Records to use —

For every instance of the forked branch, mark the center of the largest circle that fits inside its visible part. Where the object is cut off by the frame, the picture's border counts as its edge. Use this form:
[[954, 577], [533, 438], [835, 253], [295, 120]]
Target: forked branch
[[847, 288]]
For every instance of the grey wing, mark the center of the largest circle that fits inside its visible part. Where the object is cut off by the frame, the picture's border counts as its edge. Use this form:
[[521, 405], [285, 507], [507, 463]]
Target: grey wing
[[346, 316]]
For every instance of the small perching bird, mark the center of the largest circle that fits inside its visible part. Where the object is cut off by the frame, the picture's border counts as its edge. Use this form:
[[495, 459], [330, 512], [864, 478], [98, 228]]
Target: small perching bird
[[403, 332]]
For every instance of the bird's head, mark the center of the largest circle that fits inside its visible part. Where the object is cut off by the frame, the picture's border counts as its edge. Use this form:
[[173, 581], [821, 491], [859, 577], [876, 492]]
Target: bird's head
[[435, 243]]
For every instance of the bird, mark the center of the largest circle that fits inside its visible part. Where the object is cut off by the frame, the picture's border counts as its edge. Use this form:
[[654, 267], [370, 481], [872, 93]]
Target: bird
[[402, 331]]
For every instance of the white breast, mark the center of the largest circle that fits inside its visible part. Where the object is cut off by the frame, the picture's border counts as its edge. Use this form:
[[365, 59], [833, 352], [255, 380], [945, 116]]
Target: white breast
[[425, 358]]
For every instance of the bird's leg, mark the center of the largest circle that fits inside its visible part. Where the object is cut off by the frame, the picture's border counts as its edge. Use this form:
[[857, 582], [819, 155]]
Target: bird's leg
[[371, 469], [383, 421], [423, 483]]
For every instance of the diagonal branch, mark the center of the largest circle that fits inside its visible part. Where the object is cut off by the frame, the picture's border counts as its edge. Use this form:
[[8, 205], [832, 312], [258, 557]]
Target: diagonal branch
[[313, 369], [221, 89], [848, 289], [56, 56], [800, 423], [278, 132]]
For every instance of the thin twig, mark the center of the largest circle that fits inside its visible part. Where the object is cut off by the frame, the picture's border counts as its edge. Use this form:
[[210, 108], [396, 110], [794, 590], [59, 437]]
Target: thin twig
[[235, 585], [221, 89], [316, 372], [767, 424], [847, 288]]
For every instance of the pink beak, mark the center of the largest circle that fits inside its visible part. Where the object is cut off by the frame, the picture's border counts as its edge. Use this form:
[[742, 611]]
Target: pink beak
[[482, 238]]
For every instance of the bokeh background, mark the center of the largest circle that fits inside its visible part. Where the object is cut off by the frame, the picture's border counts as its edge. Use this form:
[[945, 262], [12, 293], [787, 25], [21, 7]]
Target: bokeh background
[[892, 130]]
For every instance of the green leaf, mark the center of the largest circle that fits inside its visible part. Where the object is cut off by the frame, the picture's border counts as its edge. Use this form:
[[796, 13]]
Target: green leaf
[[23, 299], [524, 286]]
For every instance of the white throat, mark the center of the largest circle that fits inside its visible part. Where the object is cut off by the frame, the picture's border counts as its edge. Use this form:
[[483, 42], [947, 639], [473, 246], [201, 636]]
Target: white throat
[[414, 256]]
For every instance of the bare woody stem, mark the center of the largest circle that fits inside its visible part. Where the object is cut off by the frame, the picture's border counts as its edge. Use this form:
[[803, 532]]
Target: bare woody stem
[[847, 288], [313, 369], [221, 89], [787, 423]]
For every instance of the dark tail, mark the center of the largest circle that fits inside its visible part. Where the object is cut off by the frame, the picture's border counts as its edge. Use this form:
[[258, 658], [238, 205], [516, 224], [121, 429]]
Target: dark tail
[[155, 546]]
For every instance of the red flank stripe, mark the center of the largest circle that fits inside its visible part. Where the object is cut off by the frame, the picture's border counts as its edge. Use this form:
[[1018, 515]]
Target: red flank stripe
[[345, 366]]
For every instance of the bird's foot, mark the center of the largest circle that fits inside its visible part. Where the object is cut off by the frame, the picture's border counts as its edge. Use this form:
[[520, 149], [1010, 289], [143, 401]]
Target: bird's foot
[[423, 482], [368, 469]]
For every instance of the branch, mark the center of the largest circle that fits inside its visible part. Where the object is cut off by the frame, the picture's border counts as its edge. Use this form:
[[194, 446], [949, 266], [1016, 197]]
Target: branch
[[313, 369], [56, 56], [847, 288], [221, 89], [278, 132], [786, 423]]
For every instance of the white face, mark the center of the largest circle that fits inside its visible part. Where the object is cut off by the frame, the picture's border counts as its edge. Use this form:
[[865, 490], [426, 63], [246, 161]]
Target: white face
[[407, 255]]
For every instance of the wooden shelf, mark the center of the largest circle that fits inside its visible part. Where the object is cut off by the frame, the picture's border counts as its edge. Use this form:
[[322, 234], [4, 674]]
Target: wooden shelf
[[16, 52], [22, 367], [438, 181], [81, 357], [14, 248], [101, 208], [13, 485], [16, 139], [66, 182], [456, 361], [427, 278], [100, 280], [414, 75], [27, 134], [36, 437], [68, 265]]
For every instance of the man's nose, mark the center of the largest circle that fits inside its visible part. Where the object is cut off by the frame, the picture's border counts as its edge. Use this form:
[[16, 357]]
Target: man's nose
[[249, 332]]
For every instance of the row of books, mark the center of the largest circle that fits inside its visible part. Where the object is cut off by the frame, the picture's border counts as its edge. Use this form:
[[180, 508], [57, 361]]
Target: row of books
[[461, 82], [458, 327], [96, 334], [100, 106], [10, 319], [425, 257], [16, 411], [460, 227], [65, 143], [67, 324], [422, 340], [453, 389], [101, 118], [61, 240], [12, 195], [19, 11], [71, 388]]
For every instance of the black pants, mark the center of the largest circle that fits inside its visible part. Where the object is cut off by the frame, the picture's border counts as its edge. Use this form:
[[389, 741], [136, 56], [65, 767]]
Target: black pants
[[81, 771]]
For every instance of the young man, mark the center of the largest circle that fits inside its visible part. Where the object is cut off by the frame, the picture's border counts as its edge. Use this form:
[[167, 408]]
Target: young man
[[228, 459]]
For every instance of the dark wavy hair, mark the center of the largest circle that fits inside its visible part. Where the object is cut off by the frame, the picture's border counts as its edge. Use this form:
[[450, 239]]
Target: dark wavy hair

Task goal —
Reformat every line of the records above as a numbered list, omitting blank lines.

Output for this task —
1. For every instance of the forked branch, mark the center of the largest circle that fits inside its visible part. Where the object is cut off by the frame, the picture's border counts as its edge. Use this form:
2. [[954, 577], [533, 438], [835, 253], [295, 120]]
3. Target: forked branch
4. [[847, 288]]
5. For every instance of the grey wing, mark the center of the largest circle that fits inside its visible part. Where the object is cut off by the frame, the picture's border counts as its edge. Use this form:
6. [[521, 405], [285, 507], [507, 463]]
7. Target: grey wing
8. [[346, 316]]
9. For every instance of the small perching bird, mark the center of the largest circle that fits inside its visible part. Where the object is cut off by the frame, the picture's border counts as its edge. Use this form:
10. [[495, 459], [330, 512], [864, 478], [98, 228]]
11. Target: small perching bird
12. [[403, 332]]
13. For every instance of the bird's head, mark the center of the largest circle that fits inside its visible part. Where the object is cut off by the frame, the picture's border counts as its edge. Use this form:
14. [[173, 581], [821, 491], [859, 577], [876, 492]]
15. Target: bird's head
16. [[435, 243]]
17. For every instance of the bird, mark the center of the largest circle that fits inside its visible part. Where the object is cut off by the frame, the picture's border counts as its edge. Use this form:
18. [[654, 267], [370, 481], [872, 93]]
19. Target: bird
20. [[402, 331]]
21. For every instance of the white breast, mark the center of the largest circle that fits inside its visible part. Where the object is cut off by the frame, the picture's border counts as its edge. Use this form:
22. [[365, 59], [833, 352], [255, 380], [945, 116]]
23. Target: white breast
24. [[425, 358]]
25. For every instance of the bird's leg, mark the center of the largest circle that fits inside its visible part. Where the object is cut off by the frame, the picture's border counts as its edge. Use this form:
26. [[857, 582], [819, 155]]
27. Target: bird's leg
28. [[371, 469], [383, 421], [423, 483]]
29. For every instance of the diagonal branch, mark the center of the largest circle that fits inside its visible part. Where the object is cut off by the frame, the picture's border counts as its edge. Use this form:
30. [[8, 205], [832, 312], [258, 557]]
31. Target: diagonal branch
32. [[313, 369], [221, 89], [848, 289], [56, 56], [800, 423], [278, 132]]
33. For every instance of the thin twig, mark the center of the largest circle that fits inside its visible part. Where the object is cut off by the frame, the picture's border counts as its edge. Use this form:
34. [[210, 108], [396, 110], [794, 590], [59, 437]]
35. Target: thin twig
36. [[235, 585], [221, 89], [316, 372], [767, 424], [847, 288]]
37. For every instance of the pink beak, mark the center of the largest circle that fits inside its visible part. Where the object is cut off by the frame, the picture's border counts as its edge. Use this form:
38. [[742, 611]]
39. Target: pink beak
40. [[482, 238]]
41. For every instance of the bokeh background, mark the center of the largest circle that fits inside its visible part. Where the object is cut off by the frame, the picture's border counts as its edge. Use this form:
42. [[945, 262], [12, 293], [787, 25], [21, 7]]
43. Target: bokeh background
44. [[892, 130]]
45. For every instance of the green leaf, mark the center of the largest circle that fits inside its visible part. Where the object is cut off by the frame, the picture's border counts as its edge. Use this form:
46. [[796, 13]]
47. Target: green leaf
48. [[23, 299], [524, 286]]
49. For every instance of the white throat, mark the center of the largest circle that fits inside its visible part. Where the object is cut off by the frame, the picture's border counts as its edge. Use this form:
50. [[483, 42], [947, 639], [473, 246], [201, 636]]
51. Target: white throat
52. [[414, 256]]
53. For every instance of the bare woody stem, mark the center of the largest circle that fits inside its visible part. Where the object is cut off by the frame, the picture's border counts as its edge. Use this form:
54. [[803, 532]]
55. Target: bare woody stem
56. [[847, 288], [313, 369], [221, 89], [787, 423]]
57. For every instance of the dark tail, mark the center of the largest circle that fits inside its visible part. Where the object is cut off by the frame, the picture's border counts as its edge. Use this form:
58. [[258, 658], [238, 205], [516, 224], [121, 429]]
59. Target: dark tail
60. [[155, 546]]
61. For every instance of the red flank stripe, mark the center of the largest circle that fits inside its visible part. Where the object is cut off by the frame, the picture's border counts as its edge. Use this form:
62. [[1018, 515]]
63. Target: red flank stripe
64. [[345, 366]]
65. For every instance of the bird's foot, mark the center of the largest circle that fits inside its visible part. Where the object is cut off by the frame, the picture's border counts as its edge. Use this form:
66. [[520, 149], [1010, 289], [143, 401]]
67. Target: bird's foot
68. [[423, 482], [368, 469]]
69. For every instance of the branch, mark the center of the largest circle that fits inside its visible part. Where the object is cut off by the frame, the picture's border counts as its edge. Use this form:
70. [[194, 446], [949, 266], [1016, 197]]
71. Target: branch
72. [[313, 369], [56, 56], [847, 288], [221, 89], [278, 132], [786, 423]]
73. For every instance of the white face, mark the center of the largest circle that fits inside its visible part. Where the object is cut off by the frame, the picture's border counts as its edge. Use this form:
74. [[865, 490], [426, 63], [246, 161]]
75. Target: white face
76. [[407, 255]]
77. For every instance of the wooden shelf, mark the center of the largest circle that fits inside its visible part. Where the object is cut off by the frame, the picture's border counts as its edge. Use this form:
78. [[322, 234], [4, 674]]
79. Target: wooden shelf
80. [[16, 52], [22, 367], [438, 181], [81, 357], [14, 248], [101, 208], [13, 485], [16, 139], [66, 182], [456, 361], [427, 278], [100, 280], [414, 75], [27, 134], [36, 437], [68, 265]]
81. For every instance of the man's nose, mark the center of the largest circle that fits inside its visible part. Where the object is cut off by the frame, the picture's border counts as its edge. Use this form:
82. [[16, 357]]
83. Target: man's nose
84. [[249, 332]]
85. For every instance of the row of books, mark the center of the largest circle that fits inside its visible part. Where the object is cut off by the frame, the picture's border counts as its edge. Use this form:
86. [[180, 508], [57, 361]]
87. Target: row of books
88. [[461, 82], [458, 327], [96, 334], [100, 106], [10, 319], [425, 257], [16, 411], [460, 227], [65, 143], [67, 324], [422, 340], [453, 389], [101, 118], [61, 240], [12, 195], [19, 11], [71, 388]]
89. For every instance of the black pants, mark the center of the largest circle that fits inside its visible part. Where the object is cut off by the frame, the picture's border counts as its edge. Use this form:
90. [[389, 741], [136, 56], [65, 767]]
91. Target: black pants
92. [[81, 771]]
93. For every instance of the young man, mark the center of the largest circle that fits inside its visible part. Where the object is cut off by the frame, the picture's border counts as its edge. Use this form:
94. [[167, 408]]
95. Target: young man
96. [[228, 459]]
97. For every instance of the dark wavy hair, mark the center of the largest circle that fits inside its visible part. Where the object is cut off by the frame, the picture's border counts as its edge. Use this form:
98. [[450, 239]]
99. Target: dark wavy hair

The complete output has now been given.